- _Task 1_:
Answer these questions about the notes on truth and research:
(a) What does the notes' entry for correspondence describe?
(b) According to the notes, what can questioning the truth lead to?
(c) What two mistakes can research failure mean?
- _Task 2_: Rewrite the notes on truth and research from "Sometimes what is" up to and including "illusion of understanding).", replacing "illusion of understanding" with "false sense of understanding".
- _Task 3_: Extend the notes on truth and research, continuing from their last sentence.

[Opening Source extract section]

Truth, knowledge, validity and awareness –

Note: Constructive truths.
Sometimes what is considered true is purely dependant on standards created or made up by society or culture. Things only belong to certain classes or groups because we have defined it that way, not because it’s defined that was naturally or objectively beyond human definition. This also ties back into 8, as what is considered true is sometimes just a fabrication made by humans to make the world around us more understandable and explainable (which could be considered an illusion of understanding).

Social constructivism – Constructed things considered true, only determined through social processes
Consensus – Truths determined by mass-beliefs
Coherence – How well the truth fits into the working of a whole system
Correspondence – Seeing evidence of the truth repeatedly
Pragmatist – Ability to implement truth, verifying by putting concepts into action

Questioning the truth can lead to either validity of the truth, or discovery of new truths

Research Failure

What is Research?
Systematic investigation of a certain topic which results in coming to a conclusion about the subject based on the information gathered. Includes any formal gathering of information or data, as long as it serves a purpose in the research required. What counts as research and what is done depends on the intent of the research, and ‘research’ includes everything from start to finish of the scientific method used to come to the end conclusions about the subject. It’s generally alright to have an idea of what you’re looking for in the research, as long as it doesn’t create a bias in the research and you still look for data which contradicts what you expect to find. (

Research failure is a scenario where a certain aspect of research into a subject has been missed or improperly done – This can mean either making a mistake in an assumption for the research, or completely missing critical information about the subject. The reasons for this occurring can vary, but often it will come from the researcher(s) either going into the research with a specific outcome in mind (and failing to consider perspectives which don’t correlate to the desired outcome), or by having an assumption about the research subject which never gets fact-checked, and becomes a more glaring fault in their work later on.

[Closing Source extract section]
[Opening Material shown section]

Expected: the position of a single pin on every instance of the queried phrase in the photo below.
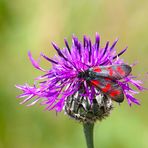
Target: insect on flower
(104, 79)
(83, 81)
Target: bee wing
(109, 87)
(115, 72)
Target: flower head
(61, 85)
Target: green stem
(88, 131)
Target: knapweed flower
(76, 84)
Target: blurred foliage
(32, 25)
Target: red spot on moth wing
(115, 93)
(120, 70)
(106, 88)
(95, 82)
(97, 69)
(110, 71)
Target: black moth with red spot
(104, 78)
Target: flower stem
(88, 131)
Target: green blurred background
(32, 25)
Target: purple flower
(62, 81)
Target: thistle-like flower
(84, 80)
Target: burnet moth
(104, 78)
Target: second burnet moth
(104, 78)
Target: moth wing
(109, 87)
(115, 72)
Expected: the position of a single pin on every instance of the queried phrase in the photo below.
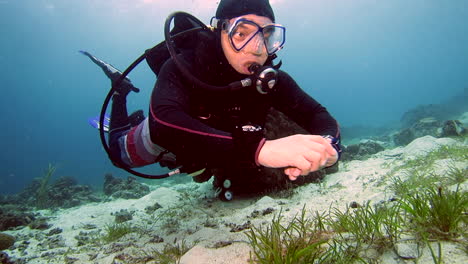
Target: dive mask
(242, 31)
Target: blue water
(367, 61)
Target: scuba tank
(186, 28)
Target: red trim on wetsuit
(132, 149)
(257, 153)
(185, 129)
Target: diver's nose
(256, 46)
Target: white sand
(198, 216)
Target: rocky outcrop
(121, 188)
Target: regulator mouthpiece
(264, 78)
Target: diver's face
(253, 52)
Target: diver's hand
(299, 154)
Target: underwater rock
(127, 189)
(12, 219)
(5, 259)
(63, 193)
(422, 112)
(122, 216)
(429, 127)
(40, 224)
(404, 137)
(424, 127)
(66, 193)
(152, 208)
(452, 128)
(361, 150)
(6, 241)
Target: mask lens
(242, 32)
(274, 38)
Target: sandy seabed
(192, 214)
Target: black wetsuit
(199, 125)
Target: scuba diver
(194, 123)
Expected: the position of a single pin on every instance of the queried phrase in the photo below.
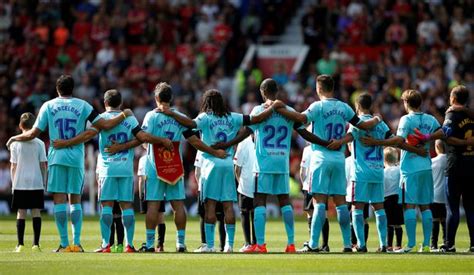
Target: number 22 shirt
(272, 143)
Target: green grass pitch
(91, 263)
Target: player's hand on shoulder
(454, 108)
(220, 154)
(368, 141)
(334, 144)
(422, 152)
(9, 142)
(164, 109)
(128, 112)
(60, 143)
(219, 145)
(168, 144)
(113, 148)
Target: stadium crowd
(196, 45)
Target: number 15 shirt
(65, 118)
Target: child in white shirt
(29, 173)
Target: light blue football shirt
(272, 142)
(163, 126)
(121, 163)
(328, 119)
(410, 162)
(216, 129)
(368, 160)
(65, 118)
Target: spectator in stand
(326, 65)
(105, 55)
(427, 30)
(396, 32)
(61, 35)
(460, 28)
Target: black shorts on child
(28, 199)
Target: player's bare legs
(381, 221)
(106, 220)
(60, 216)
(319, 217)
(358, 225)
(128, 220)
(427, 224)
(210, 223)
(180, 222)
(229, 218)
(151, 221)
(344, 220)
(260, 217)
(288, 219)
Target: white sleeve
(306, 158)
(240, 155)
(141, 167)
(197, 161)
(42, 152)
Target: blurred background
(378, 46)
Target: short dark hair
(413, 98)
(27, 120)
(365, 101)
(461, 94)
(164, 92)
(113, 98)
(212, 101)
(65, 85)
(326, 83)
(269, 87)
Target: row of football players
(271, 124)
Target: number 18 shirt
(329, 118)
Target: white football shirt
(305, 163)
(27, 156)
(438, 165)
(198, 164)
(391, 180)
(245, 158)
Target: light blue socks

[Closing Material shown section]
[Opening Material shown section]

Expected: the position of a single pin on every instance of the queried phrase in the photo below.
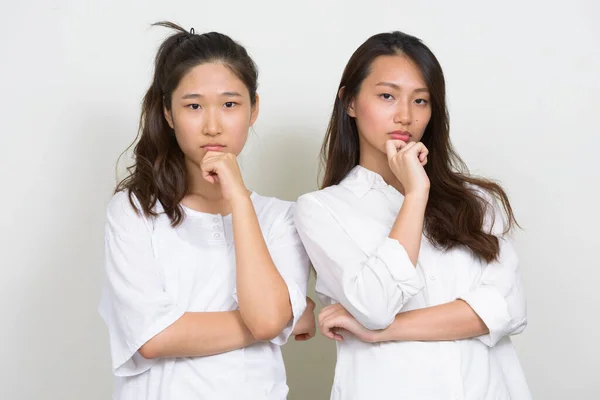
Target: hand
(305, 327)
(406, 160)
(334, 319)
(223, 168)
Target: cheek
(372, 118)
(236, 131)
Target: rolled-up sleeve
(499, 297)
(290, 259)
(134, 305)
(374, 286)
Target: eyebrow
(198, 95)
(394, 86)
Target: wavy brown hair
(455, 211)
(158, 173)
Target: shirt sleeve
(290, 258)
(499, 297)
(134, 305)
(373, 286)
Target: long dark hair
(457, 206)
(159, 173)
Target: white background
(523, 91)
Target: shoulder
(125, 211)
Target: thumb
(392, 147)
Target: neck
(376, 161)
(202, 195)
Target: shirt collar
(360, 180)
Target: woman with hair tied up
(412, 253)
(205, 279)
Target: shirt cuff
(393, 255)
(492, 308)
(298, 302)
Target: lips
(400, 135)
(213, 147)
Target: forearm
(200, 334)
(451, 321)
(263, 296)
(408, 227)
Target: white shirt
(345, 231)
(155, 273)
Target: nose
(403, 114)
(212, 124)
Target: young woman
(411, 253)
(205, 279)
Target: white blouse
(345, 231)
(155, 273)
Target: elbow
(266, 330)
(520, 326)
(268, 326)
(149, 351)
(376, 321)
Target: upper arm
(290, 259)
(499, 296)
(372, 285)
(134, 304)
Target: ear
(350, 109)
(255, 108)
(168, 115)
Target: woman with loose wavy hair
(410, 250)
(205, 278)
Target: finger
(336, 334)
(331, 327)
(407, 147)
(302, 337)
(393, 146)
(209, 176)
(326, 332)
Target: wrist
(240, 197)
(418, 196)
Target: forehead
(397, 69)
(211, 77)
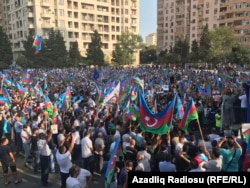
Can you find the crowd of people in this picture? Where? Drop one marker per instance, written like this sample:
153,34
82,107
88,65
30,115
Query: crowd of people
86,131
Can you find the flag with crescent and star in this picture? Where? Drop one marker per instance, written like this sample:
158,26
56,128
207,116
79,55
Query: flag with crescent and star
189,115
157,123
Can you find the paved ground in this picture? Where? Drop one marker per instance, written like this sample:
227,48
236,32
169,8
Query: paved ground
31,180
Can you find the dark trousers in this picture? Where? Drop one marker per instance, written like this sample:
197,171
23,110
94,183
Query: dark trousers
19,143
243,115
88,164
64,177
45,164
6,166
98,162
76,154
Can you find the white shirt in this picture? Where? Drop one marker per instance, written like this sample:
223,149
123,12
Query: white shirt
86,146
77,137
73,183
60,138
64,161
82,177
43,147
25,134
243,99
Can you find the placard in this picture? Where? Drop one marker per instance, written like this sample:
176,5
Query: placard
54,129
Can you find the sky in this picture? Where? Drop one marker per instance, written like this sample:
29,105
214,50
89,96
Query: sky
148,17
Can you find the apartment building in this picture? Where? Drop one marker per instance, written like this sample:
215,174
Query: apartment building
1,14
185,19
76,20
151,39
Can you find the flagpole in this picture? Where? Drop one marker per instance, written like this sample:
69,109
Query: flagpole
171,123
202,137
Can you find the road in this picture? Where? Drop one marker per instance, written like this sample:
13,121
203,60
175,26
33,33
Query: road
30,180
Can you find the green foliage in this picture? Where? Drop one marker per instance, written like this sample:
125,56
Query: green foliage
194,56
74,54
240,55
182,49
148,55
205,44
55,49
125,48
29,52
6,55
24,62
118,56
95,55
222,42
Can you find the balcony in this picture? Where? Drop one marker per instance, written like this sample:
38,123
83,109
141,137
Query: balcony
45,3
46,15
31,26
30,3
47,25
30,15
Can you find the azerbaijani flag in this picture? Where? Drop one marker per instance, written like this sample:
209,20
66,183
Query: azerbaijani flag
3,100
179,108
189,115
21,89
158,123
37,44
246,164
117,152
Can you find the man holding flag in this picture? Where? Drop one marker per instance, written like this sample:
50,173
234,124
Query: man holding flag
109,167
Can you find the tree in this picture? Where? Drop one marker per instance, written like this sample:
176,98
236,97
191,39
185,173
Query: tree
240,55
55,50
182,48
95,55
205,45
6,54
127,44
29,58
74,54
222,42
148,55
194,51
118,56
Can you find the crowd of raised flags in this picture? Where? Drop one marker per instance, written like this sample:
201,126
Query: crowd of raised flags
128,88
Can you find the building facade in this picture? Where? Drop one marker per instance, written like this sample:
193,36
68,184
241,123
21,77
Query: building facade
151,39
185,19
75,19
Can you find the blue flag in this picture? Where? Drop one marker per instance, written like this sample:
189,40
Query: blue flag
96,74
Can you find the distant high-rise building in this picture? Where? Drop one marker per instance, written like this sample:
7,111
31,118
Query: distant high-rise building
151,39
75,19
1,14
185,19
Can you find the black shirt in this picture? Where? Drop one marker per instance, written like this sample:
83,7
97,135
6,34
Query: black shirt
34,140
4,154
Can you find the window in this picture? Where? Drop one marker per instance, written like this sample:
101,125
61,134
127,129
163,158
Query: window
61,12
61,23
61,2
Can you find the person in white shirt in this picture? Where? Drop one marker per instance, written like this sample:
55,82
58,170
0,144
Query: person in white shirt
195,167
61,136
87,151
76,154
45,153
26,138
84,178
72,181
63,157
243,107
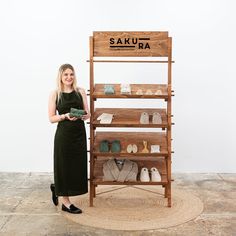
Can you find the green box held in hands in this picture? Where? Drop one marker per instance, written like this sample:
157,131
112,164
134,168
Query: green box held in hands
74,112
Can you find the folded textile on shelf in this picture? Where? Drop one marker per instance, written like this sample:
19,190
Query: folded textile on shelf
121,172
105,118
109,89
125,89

[Closing Material shown section]

- _Exercise output 1_:
(a) Seeing evidence of the truth repeatedly.
(b) Either validity of the truth or discovery of new truths.
(c) Making a mistake in an assumption for the research, or completely missing critical information about the subject.

- _Exercise output 2_:
Sometimes what is considered true is purely dependant on standards created or made up by society or culture. Things only belong to certain classes or groups because we have defined it that way, not because it’s defined that was naturally or objectively beyond human definition. This also ties back into 8, as what is considered true is sometimes just a fabrication made by humans to make the world around us more understandable and explainable (which could be considered an false sense of understanding).

- _Exercise output 3_:
A research failure is not the same as an endeavour to prove something as true or false failing and instead proving the opposite to be the case – A case of a research endeavour failing could be the Michelson-Morley experiment, which set out to prove that light would travel at different speeds depending on the ‘flow’ of the medium is was moving through, but instead found that the speed was actually constant regardless of the movement of the medium light was moving through. ( This isn’t actually the same as a research failure however, as while it proved the original theory to be incorrect, it did come to a new understanding of the medium and otherwise can be considered a success as an actual research endeavour. Research failures aren’t related to the objective success or failure of the basis behind the research, only if there is a fundamental flaw of some kind which affects the reliability of the research.

For product research failures, this can simply be a case of assuming there’s a market for a specific product without actually putting in the research to see if that was actually the case, resulting in the overall product failing due to a lack of consumer interest (which was the case for products such as 3D TV, the Fuelband and the Amazon Fire Phone – 3D TV for lack of interest in the product, and the fire phone and FuelBand being too redundant to sell well).

One example of research failure in a scientific field could be the claims of a nuclear winter brought on by multiple nuclear explosions, made by Carl Sagan and additional co-authors in 1983. It was pointed out by atmospheric scientists that his conclusion didn’t actually account for all the factors which would affect the outcome of this, such as how high dust would have to reach to be unaffected by rainfall and thus reducing the cloud cover, and in turn the level of chilling caused. (Nuclear Winter of our Discontent Errors in the early research, such as a lacking understanding of the atmosphere and its factors, lead to an incorrect conclusion on the part of the researchers which needed to be pointed out by others.